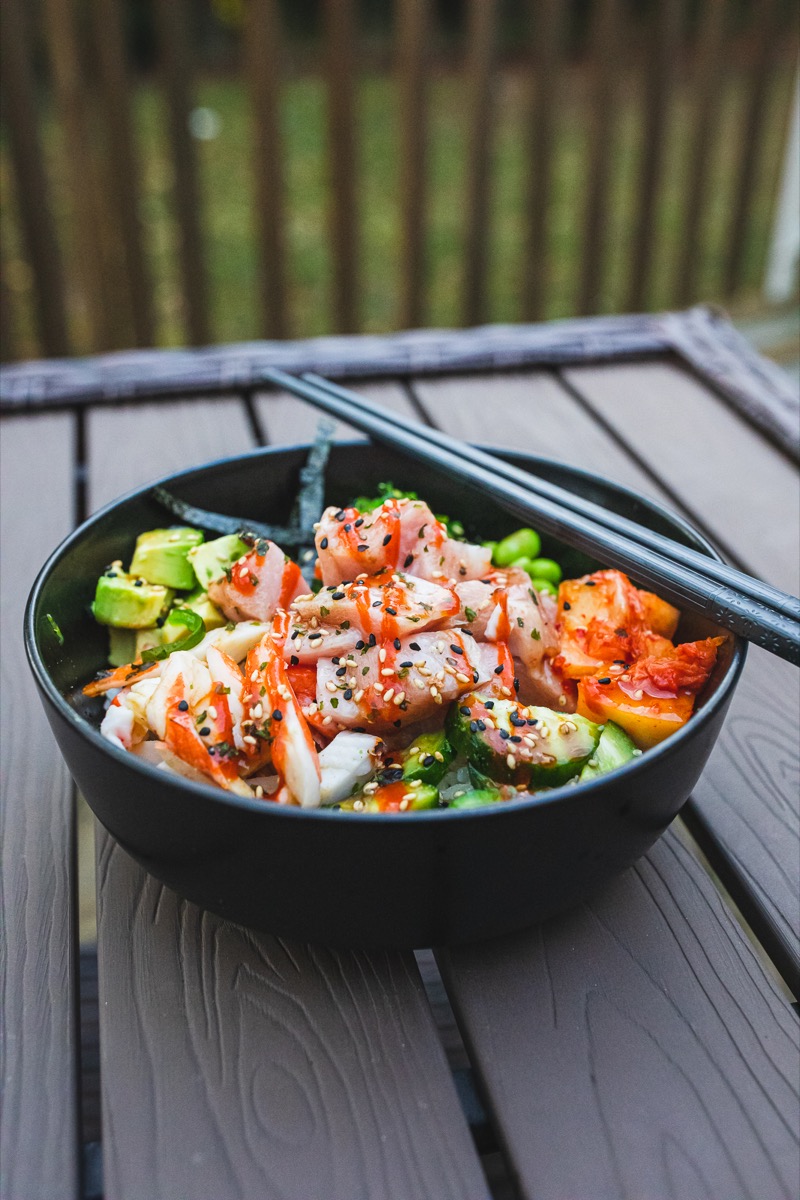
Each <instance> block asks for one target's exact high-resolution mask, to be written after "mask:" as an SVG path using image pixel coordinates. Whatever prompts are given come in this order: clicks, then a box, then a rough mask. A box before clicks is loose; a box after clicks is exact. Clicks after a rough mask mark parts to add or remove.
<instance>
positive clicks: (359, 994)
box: [89, 402, 487, 1200]
mask: <svg viewBox="0 0 800 1200" xmlns="http://www.w3.org/2000/svg"><path fill="white" fill-rule="evenodd" d="M266 403H269V402H266ZM219 409H221V406H219V403H218V402H217V403H213V402H197V403H193V404H192V406H191V414H190V416H191V419H190V420H187V414H186V412H185V409H184V406H182V404H180V403H175V404H163V403H162V404H161V406H158V409H157V416H156V413H155V412H154V410H152V409H150V410H149V409H148V408H142V407H140V408H138V409H137V410H136V413H134V414H131V413H126V412H125V410H120V412H107V413H100V412H96V413H92V414H91V416H90V428H89V492H90V496H91V500H92V504H94V505H98V504H102V503H104V500H106V499H108V498H110V496H112V494H114V493H116V492H120V491H125V490H127V488H130V487H132V486H134V485H136V484H137V482H139V480H140V479H142V478H146V476H150V478H152V476H154V475H156V474H161V473H163V472H166V470H168V469H170V468H178V467H179V466H187V464H190V463H191V462H199V461H201V460H203V458H204V457H209V456H210V455H217V456H218V455H223V454H231V452H234V451H236V450H237V449H246V448H247V446H248V444H249V436H248V433H245V431H243V427H242V425H241V422H240V420H239V419H237V418H236V414H235V413H233V412H225V413H224V415H223V416H221V412H219ZM118 416H120V421H119V424H118V422H116V421H115V418H118ZM133 419H136V420H137V422H138V424H137V428H133V426H132V424H131V421H132V420H133ZM287 419H288V424H289V425H290V426H291V427H295V426H296V424H299V422H300V421H301V416H300V414H295V418H293V416H291V413H290V412H287ZM312 432H313V428H312ZM306 437H307V434H306ZM290 440H297V438H295V437H293V438H290ZM120 445H125V446H126V450H127V451H128V452H127V454H126V455H125V456H122V457H120V455H119V454H118V455H116V463H118V468H116V470H112V469H109V466H108V464H109V461H112V460H113V458H114V455H115V448H116V446H120ZM137 445H139V446H149V448H150V450H149V454H148V455H137V454H134V452H131V451H132V450H134V449H136V446H137ZM180 460H182V461H180ZM98 952H100V984H101V1001H102V1002H101V1049H102V1079H103V1123H104V1166H106V1195H107V1200H114V1198H124V1200H138V1198H142V1200H151V1198H152V1196H155V1195H157V1196H160V1198H164V1200H184V1198H186V1196H190V1195H191V1196H192V1200H206V1198H207V1200H225V1198H228V1196H230V1198H233V1196H236V1198H241V1196H251V1195H253V1196H259V1200H260V1198H264V1200H269V1198H272V1196H275V1198H276V1200H277V1198H279V1200H314V1198H315V1196H319V1198H320V1200H336V1198H342V1200H355V1198H359V1196H363V1198H371V1200H372V1198H374V1196H381V1198H384V1196H385V1198H387V1200H392V1198H397V1200H405V1198H411V1196H420V1198H428V1196H437V1198H441V1200H447V1198H452V1200H462V1198H471V1196H475V1198H479V1196H481V1198H482V1196H486V1193H487V1188H486V1182H485V1180H483V1175H482V1172H481V1168H480V1162H479V1159H477V1156H476V1153H475V1150H474V1147H473V1142H471V1139H470V1135H469V1129H468V1126H467V1122H465V1120H464V1117H463V1115H462V1112H461V1110H459V1106H458V1099H457V1096H456V1091H455V1087H453V1084H452V1079H451V1076H450V1073H449V1070H447V1066H446V1060H445V1057H444V1051H443V1050H441V1046H440V1044H439V1040H438V1037H437V1033H435V1027H434V1025H433V1021H432V1018H431V1013H429V1009H428V1007H427V1003H426V1001H425V996H423V990H422V986H421V983H420V979H419V973H417V971H416V966H415V964H414V960H413V956H411V955H410V954H404V955H399V954H386V955H349V954H335V953H327V952H325V950H321V949H312V948H308V947H302V946H296V944H289V943H284V942H281V941H278V940H275V938H270V937H266V936H261V935H255V934H248V932H246V931H245V930H242V929H239V928H236V926H233V925H230V924H227V923H224V922H222V920H219V919H217V918H215V917H212V916H210V914H207V913H203V912H200V911H199V910H198V908H196V907H194V906H192V905H188V904H185V902H182V901H180V900H179V899H178V898H176V896H175V895H174V894H173V893H170V892H168V890H167V889H164V888H162V887H160V886H158V884H157V883H156V882H155V881H152V880H150V878H149V877H148V876H146V875H145V874H144V872H143V871H142V870H140V869H139V868H138V866H137V865H136V864H133V862H132V860H131V859H130V858H128V857H127V856H126V854H125V853H124V852H122V851H121V850H120V848H119V847H116V846H115V845H114V844H113V842H112V841H110V839H108V838H107V836H104V835H103V836H101V839H100V852H98Z"/></svg>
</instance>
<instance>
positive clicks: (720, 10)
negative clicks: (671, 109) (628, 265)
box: [676, 0, 727, 305]
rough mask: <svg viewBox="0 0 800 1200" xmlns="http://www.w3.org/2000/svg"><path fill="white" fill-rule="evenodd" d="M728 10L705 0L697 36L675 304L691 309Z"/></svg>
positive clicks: (724, 3)
mask: <svg viewBox="0 0 800 1200" xmlns="http://www.w3.org/2000/svg"><path fill="white" fill-rule="evenodd" d="M726 7H727V6H726V0H706V4H705V11H704V13H703V22H702V26H700V31H699V35H698V47H697V56H696V61H694V79H696V83H694V89H693V108H694V114H693V121H694V128H693V132H692V142H691V149H690V158H688V197H687V200H686V217H685V223H684V238H682V244H681V256H680V263H679V268H678V289H676V302H678V304H679V305H688V304H691V302H692V300H694V299H697V296H696V288H697V268H698V265H699V264H698V259H699V256H700V245H702V240H700V233H702V228H703V217H704V208H705V199H706V196H708V179H709V166H710V157H711V146H712V140H714V133H715V130H716V127H717V113H718V103H720V88H721V83H722V78H723V67H722V64H723V56H722V49H723V41H724V31H726V20H724V16H726Z"/></svg>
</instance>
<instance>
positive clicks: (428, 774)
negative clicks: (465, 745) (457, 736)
mask: <svg viewBox="0 0 800 1200" xmlns="http://www.w3.org/2000/svg"><path fill="white" fill-rule="evenodd" d="M455 757H456V751H455V750H453V748H452V746H451V745H450V742H447V736H446V733H445V732H444V730H439V731H438V732H437V733H420V736H419V737H416V738H414V740H413V742H411V744H410V746H409V748H408V750H404V751H403V755H402V757H401V762H399V766H402V768H403V779H404V780H411V779H420V780H421V781H422V782H423V784H433V785H435V784H438V782H440V781H441V779H443V778H444V775H445V773H446V770H447V768H449V767H450V763H451V762H452V761H453V758H455Z"/></svg>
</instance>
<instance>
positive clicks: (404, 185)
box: [397, 0, 429, 329]
mask: <svg viewBox="0 0 800 1200" xmlns="http://www.w3.org/2000/svg"><path fill="white" fill-rule="evenodd" d="M428 6H429V0H398V6H397V92H398V108H399V142H401V150H399V169H401V176H399V188H401V194H402V217H401V286H399V290H401V300H399V328H401V329H414V328H416V326H419V325H421V324H422V311H423V296H425V209H426V180H425V166H426V145H427V116H428V114H427V55H426V44H427V38H428V30H429V13H428Z"/></svg>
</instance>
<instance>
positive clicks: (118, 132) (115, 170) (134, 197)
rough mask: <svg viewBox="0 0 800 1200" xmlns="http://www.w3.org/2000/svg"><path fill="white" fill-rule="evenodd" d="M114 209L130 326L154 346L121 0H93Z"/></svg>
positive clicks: (149, 288) (137, 335) (148, 276)
mask: <svg viewBox="0 0 800 1200" xmlns="http://www.w3.org/2000/svg"><path fill="white" fill-rule="evenodd" d="M92 10H94V18H95V46H96V49H97V56H98V61H100V73H101V86H102V98H103V115H104V121H106V128H107V155H108V161H109V167H110V172H109V175H110V191H112V193H113V210H114V215H115V221H116V222H119V230H120V240H121V248H122V260H124V265H125V278H126V283H127V294H128V300H130V310H131V324H132V328H133V336H134V340H136V344H137V346H142V347H146V346H152V344H154V341H155V328H154V316H152V288H151V284H150V274H149V271H148V266H146V263H145V257H144V252H143V245H142V235H143V230H142V221H140V218H139V180H140V172H139V166H138V158H137V152H136V146H134V140H133V132H132V128H131V113H130V108H128V94H130V86H128V77H127V70H126V64H125V42H124V35H122V10H121V6H120V0H94V4H92Z"/></svg>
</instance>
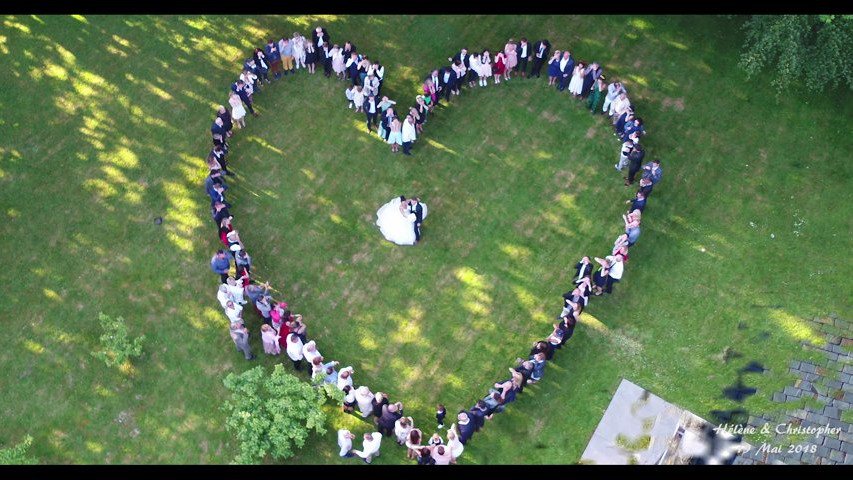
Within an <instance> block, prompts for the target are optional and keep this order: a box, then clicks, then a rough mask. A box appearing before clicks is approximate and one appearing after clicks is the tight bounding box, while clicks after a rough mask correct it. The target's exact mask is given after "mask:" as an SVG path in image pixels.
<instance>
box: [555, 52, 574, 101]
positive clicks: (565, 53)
mask: <svg viewBox="0 0 853 480" xmlns="http://www.w3.org/2000/svg"><path fill="white" fill-rule="evenodd" d="M559 66H560V83H559V84H557V90H559V91H561V92H562V91H563V90H565V89H566V87H568V86H569V81H570V80H571V77H572V72H573V71H574V69H575V60H574V59H573V58H572V54H571V53H570V52H569V51H568V50H566V51H565V52H563V58H561V59H560V64H559Z"/></svg>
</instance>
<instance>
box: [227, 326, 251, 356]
mask: <svg viewBox="0 0 853 480" xmlns="http://www.w3.org/2000/svg"><path fill="white" fill-rule="evenodd" d="M231 340H234V345H236V346H237V351H238V352H243V356H244V357H246V360H254V359H255V356H254V355H252V350H251V349H250V348H249V330H247V329H246V327H244V326H243V324H242V323H239V322H238V323H232V324H231Z"/></svg>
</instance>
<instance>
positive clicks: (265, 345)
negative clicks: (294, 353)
mask: <svg viewBox="0 0 853 480" xmlns="http://www.w3.org/2000/svg"><path fill="white" fill-rule="evenodd" d="M279 338H280V337H279V336H278V334H277V333H275V330H273V328H272V327H271V326H269V325H267V324H266V323H265V324H263V325H261V341H263V342H264V353H266V354H268V355H278V354H280V353H281V346H280V345H279V343H278V340H279Z"/></svg>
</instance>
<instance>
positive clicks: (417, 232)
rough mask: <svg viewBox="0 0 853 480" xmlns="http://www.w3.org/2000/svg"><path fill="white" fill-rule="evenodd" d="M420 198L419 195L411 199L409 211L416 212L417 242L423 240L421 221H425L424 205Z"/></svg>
mask: <svg viewBox="0 0 853 480" xmlns="http://www.w3.org/2000/svg"><path fill="white" fill-rule="evenodd" d="M420 200H421V199H420V198H418V197H412V199H411V200H409V213H414V214H415V224H414V225H415V243H418V242H420V241H421V223H423V221H424V207H423V205H421V203H420Z"/></svg>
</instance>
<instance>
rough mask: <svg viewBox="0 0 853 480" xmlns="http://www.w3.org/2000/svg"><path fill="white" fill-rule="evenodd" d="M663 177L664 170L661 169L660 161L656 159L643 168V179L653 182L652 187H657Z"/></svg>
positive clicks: (652, 182)
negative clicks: (656, 184)
mask: <svg viewBox="0 0 853 480" xmlns="http://www.w3.org/2000/svg"><path fill="white" fill-rule="evenodd" d="M662 176H663V170H661V168H660V159H658V158H656V159H654V160H653V161H651V162H649V163H647V164H646V165H645V166H643V178H648V179H649V180H651V181H652V185H656V184H657V183H658V182H659V181H660V179H661V177H662Z"/></svg>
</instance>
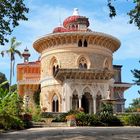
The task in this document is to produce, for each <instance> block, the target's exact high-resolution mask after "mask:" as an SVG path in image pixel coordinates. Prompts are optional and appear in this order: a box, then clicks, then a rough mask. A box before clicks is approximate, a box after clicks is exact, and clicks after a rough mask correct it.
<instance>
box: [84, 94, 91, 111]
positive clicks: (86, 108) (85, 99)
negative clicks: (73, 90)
mask: <svg viewBox="0 0 140 140" xmlns="http://www.w3.org/2000/svg"><path fill="white" fill-rule="evenodd" d="M82 108H83V109H84V112H85V113H92V110H93V99H92V95H90V93H89V92H85V93H84V95H83V96H82Z"/></svg>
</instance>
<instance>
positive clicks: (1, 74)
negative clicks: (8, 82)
mask: <svg viewBox="0 0 140 140" xmlns="http://www.w3.org/2000/svg"><path fill="white" fill-rule="evenodd" d="M5 81H7V78H6V76H5V74H4V73H2V72H0V84H1V83H3V82H5ZM1 87H2V88H3V89H7V90H8V89H9V83H8V82H7V83H5V84H4V85H2V86H1Z"/></svg>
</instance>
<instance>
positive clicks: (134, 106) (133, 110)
mask: <svg viewBox="0 0 140 140" xmlns="http://www.w3.org/2000/svg"><path fill="white" fill-rule="evenodd" d="M130 105H131V106H130V107H128V108H127V109H126V112H137V111H138V110H139V109H140V98H136V99H133V100H132V103H131V104H130Z"/></svg>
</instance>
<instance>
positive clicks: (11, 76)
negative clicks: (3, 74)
mask: <svg viewBox="0 0 140 140" xmlns="http://www.w3.org/2000/svg"><path fill="white" fill-rule="evenodd" d="M11 84H12V54H10V82H9V93H11Z"/></svg>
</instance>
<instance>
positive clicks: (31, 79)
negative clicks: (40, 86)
mask: <svg viewBox="0 0 140 140" xmlns="http://www.w3.org/2000/svg"><path fill="white" fill-rule="evenodd" d="M39 81H40V78H36V79H24V80H19V81H17V84H19V85H26V84H32V85H38V84H39Z"/></svg>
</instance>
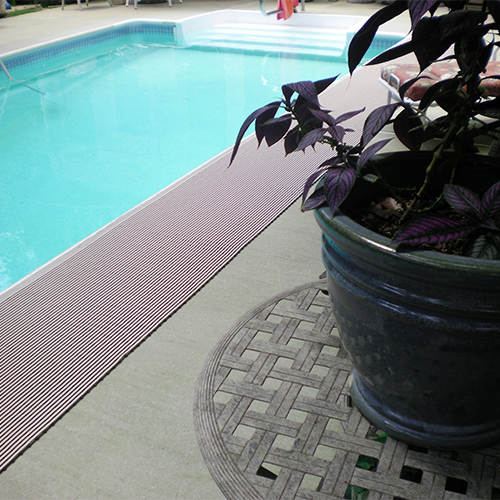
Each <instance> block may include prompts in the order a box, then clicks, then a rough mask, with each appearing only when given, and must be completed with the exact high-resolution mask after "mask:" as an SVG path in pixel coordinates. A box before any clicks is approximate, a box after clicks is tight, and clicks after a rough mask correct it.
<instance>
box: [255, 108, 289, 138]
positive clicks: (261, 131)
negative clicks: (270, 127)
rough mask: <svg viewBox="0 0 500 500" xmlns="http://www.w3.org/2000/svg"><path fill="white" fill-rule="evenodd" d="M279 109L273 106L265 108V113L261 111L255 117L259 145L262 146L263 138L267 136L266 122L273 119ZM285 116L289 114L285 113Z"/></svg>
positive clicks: (256, 135) (255, 122)
mask: <svg viewBox="0 0 500 500" xmlns="http://www.w3.org/2000/svg"><path fill="white" fill-rule="evenodd" d="M277 111H278V110H277V109H274V108H273V107H272V108H269V109H267V110H265V111H264V112H263V113H260V114H259V116H257V117H256V118H255V135H256V137H257V141H258V144H259V146H260V144H261V142H262V140H263V139H264V137H265V136H266V129H265V127H264V124H265V123H266V122H267V121H269V120H272V119H273V118H274V116H275V115H276V112H277ZM284 116H287V115H284ZM288 116H291V115H288Z"/></svg>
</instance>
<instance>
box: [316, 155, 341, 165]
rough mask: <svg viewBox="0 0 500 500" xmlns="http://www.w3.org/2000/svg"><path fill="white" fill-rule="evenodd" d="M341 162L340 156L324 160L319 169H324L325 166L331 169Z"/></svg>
mask: <svg viewBox="0 0 500 500" xmlns="http://www.w3.org/2000/svg"><path fill="white" fill-rule="evenodd" d="M341 162H342V158H341V157H340V156H334V157H333V158H329V159H328V160H325V161H324V162H323V163H322V164H321V165H320V166H319V168H322V167H326V166H329V167H333V166H334V165H338V164H339V163H341Z"/></svg>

----

» Task directions: Retype exactly the lines of the data above that fall between the line with "positive clicks: (118, 132)" and the line with "209L130 326L154 346L121", inclusive, and add nothing.

» Solution to this problem:
positive clicks: (118, 132) (115, 170) (134, 197)
rough mask: <svg viewBox="0 0 800 1200" xmlns="http://www.w3.org/2000/svg"><path fill="white" fill-rule="evenodd" d="M114 209L130 326L154 346L121 0H93Z"/></svg>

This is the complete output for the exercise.